Mais maintenant, les autres, les anciens amis,
aiment mieux le voir de loin : c’est contagieux un tubard, « c’est la
mort qui rôde. Un mort-vivant. Un assassin. »
On est en 1952 et Paulot va devoir
entrer au sanatorium d’Aincourt dans le Val d’Oise avec sa femme Odile,
contaminée, elle aussi. Pas le choix. Ce sana à l’architecture fonctionnaliste
dite « paquebot » est construit à l’écart du monde. Il faut tenir
éloignés les nouveaux lépreux. Au cœur d’une véritable forêt de pins des Vosges,
s’élèvent « trois paquebots de béton couleur neige, jaillis d’un océan de
verdure de soixante-treize hectares » : les malades doivent
réapprendre à respirer. C’est un lieu hors du monde construit entre 1931 et
1933 à cause d’une très nette recrudescence de cas de tuberculose et devenu
sous Vichy un camp d’internement administratif avant de rouvrir ses portes en
1946 pour accueillir les derniers malades.

• _Exercices_
A. Veuillez modifier le passage de l'extrait sur le sanatorium d'Aincourt compris entre « Mais maintenant, les » et « les derniers malades. », bornes comprises, en remplaçant « béton » par « pierre ».
B. Relevez toutes les années mentionnées dans l'extrait sur le sanatorium d'Aincourt.
Appuyez-vous uniquement sur l'extrait sur le sanatorium d'Aincourt.

(Entrées de données enregistrées)
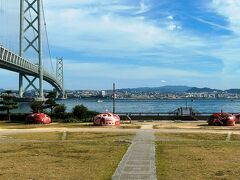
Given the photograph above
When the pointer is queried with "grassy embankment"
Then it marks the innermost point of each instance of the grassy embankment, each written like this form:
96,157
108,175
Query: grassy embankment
62,156
197,156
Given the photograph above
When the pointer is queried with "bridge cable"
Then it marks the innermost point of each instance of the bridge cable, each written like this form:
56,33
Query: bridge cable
47,39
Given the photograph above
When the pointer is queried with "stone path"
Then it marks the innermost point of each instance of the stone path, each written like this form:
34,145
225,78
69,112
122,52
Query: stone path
139,160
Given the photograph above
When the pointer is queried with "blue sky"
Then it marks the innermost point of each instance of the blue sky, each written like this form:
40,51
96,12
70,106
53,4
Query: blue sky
138,43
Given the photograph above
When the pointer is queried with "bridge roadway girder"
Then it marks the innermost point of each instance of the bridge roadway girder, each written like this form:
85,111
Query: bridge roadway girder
12,62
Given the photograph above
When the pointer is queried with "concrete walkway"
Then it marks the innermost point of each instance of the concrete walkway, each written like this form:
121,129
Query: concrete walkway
139,160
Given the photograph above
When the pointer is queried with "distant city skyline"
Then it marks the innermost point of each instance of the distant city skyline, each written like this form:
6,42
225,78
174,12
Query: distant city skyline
142,43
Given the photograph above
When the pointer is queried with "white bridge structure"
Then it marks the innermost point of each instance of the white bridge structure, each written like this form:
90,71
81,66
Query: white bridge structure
30,41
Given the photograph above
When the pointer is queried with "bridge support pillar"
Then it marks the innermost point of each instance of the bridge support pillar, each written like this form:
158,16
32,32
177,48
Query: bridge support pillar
20,85
30,21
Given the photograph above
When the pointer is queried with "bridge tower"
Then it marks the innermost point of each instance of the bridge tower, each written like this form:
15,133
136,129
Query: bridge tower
59,74
31,41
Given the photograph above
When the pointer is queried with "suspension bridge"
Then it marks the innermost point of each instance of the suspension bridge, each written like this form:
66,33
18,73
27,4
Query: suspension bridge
31,21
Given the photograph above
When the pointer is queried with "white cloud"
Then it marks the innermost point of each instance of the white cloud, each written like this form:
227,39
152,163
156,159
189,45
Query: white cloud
229,9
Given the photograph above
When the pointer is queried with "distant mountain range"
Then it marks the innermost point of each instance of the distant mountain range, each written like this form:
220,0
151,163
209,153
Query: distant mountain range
178,89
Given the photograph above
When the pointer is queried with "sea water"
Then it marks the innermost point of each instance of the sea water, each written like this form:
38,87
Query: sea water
148,106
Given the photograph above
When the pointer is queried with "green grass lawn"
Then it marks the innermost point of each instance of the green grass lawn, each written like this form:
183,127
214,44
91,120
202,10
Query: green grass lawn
79,156
197,156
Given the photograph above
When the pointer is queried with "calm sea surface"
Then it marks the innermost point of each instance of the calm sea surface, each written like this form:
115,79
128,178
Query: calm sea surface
207,106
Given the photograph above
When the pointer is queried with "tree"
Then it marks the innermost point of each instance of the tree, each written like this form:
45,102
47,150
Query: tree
7,103
51,103
37,106
80,111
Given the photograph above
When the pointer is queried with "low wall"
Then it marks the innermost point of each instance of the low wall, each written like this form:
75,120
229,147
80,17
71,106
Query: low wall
164,118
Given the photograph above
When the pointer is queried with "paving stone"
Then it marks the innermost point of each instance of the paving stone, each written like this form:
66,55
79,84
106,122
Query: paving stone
139,161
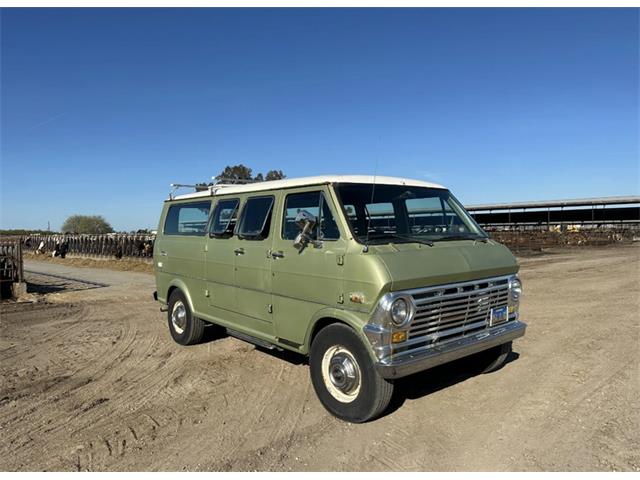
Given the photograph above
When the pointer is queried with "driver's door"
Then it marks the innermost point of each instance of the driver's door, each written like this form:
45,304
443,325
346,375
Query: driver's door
303,281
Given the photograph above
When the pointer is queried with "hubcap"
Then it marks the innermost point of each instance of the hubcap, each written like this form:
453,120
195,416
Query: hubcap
341,374
179,317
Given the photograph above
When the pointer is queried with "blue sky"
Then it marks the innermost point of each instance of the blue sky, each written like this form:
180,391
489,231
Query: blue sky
102,109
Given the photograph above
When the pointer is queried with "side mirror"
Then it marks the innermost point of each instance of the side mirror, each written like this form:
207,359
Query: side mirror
306,222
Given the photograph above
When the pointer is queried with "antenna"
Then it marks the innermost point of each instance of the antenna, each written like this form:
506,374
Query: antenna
365,249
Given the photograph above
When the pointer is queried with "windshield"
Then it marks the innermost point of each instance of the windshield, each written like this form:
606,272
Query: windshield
400,213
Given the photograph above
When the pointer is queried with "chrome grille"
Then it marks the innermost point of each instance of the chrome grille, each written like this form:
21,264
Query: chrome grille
449,311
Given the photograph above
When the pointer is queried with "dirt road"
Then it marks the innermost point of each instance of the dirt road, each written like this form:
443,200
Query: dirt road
92,381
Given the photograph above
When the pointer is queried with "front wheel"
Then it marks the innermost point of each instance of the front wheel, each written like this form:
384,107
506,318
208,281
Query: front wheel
184,327
344,376
494,358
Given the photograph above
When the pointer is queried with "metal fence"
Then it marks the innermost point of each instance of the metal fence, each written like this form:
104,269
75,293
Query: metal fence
535,239
136,246
107,245
11,268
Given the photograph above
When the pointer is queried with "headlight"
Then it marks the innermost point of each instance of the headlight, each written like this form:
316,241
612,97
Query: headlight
515,289
400,312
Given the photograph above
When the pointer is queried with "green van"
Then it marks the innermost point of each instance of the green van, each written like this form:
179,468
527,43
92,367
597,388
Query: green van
372,278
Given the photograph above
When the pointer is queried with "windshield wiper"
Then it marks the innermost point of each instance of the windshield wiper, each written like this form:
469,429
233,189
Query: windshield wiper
462,237
408,238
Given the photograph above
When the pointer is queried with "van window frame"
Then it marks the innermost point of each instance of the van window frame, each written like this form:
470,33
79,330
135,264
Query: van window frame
182,205
226,233
259,237
321,197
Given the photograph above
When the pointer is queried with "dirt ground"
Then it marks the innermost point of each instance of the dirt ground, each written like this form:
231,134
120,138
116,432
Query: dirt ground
91,380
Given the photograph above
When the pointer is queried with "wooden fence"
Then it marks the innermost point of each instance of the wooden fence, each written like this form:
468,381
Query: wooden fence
141,246
107,245
11,267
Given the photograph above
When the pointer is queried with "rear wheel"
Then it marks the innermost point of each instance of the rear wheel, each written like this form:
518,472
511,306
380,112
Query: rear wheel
184,327
494,358
344,376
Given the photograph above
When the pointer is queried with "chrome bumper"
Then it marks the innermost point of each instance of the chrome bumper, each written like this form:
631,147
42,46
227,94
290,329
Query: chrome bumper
401,365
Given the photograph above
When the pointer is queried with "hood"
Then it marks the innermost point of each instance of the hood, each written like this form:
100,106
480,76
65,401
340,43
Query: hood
413,265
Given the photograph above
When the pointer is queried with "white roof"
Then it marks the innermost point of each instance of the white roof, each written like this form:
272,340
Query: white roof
304,181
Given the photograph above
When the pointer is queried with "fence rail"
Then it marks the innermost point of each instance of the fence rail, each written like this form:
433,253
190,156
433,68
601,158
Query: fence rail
107,245
134,246
11,268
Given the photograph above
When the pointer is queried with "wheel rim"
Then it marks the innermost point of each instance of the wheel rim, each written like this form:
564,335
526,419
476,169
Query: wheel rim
341,374
179,317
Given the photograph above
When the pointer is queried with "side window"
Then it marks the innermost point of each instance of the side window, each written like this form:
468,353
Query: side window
328,226
316,205
255,219
381,217
224,217
187,219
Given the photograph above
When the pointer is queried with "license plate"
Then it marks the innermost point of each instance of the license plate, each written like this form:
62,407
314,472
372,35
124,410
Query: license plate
498,315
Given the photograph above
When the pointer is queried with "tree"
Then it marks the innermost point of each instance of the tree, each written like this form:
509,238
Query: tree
235,173
275,175
86,224
240,173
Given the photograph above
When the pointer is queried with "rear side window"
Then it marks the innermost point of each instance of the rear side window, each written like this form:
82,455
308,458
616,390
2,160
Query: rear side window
187,219
314,203
255,218
224,216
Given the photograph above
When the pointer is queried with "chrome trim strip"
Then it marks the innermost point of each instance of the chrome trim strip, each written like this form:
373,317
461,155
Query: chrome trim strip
427,357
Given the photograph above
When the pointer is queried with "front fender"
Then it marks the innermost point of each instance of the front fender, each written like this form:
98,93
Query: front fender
178,283
356,320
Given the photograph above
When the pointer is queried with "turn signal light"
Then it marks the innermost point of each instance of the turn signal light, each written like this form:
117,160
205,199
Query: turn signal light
397,337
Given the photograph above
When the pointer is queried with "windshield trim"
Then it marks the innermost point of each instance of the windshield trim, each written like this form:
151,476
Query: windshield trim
456,203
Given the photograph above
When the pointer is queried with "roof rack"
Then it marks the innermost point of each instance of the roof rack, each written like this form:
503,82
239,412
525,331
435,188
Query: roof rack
217,183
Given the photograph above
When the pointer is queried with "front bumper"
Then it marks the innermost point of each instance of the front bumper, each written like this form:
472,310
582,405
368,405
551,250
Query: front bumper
430,356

• _Corrigé_
A.
Mais maintenant, les autres, les anciens amis,
aiment mieux le voir de loin : c’est contagieux un tubard, « c’est la
mort qui rôde. Un mort-vivant. Un assassin. »
On est en 1952 et Paulot va devoir
entrer au sanatorium d’Aincourt dans le Val d’Oise avec sa femme Odile,
contaminée, elle aussi. Pas le choix. Ce sana à l’architecture fonctionnaliste
dite « paquebot » est construit à l’écart du monde. Il faut tenir
éloignés les nouveaux lépreux. Au cœur d’une véritable forêt de pins des Vosges,
s’élèvent « trois paquebots de pierre couleur neige, jaillis d’un océan de
verdure de soixante-treize hectares » : les malades doivent
réapprendre à respirer. C’est un lieu hors du monde construit entre 1931 et
1933 à cause d’une très nette recrudescence de cas de tuberculose et devenu
sous Vichy un camp d’internement administratif avant de rouvrir ses portes en
1946 pour accueillir les derniers malades.

B. 1952, 1931, 1933, 1946